* **What is required**:
Rewrite every line of the records below as a numbered list, skipping any blank lines. Leave the pictures out of your list.

------ Data entries ------

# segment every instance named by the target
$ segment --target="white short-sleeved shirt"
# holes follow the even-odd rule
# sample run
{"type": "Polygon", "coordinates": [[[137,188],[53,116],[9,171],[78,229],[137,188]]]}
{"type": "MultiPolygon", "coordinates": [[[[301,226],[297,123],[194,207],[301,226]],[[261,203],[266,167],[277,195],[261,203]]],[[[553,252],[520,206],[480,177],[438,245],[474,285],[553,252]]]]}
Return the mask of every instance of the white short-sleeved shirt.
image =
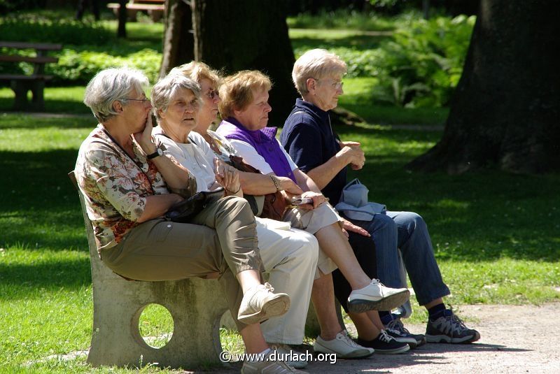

------

* **Solution for this problem**:
1. # segment every instance named by the target
2. $ segment --target="white short-sleeved shirt"
3. # holes follow the even-odd rule
4. # sample run
5. {"type": "Polygon", "coordinates": [[[137,188],[53,116],[9,171],[78,229],[137,188]]]}
6. {"type": "MultiPolygon", "coordinates": [[[[301,226],[297,123],[194,207],[301,226]],[[261,203],[266,167],[277,195],[261,203]]],[[[553,252],[520,206],[480,177],[438,245],[474,285],[553,252]]]]}
7. Return the mask of every instance of the white short-sleeved shirt.
8. image =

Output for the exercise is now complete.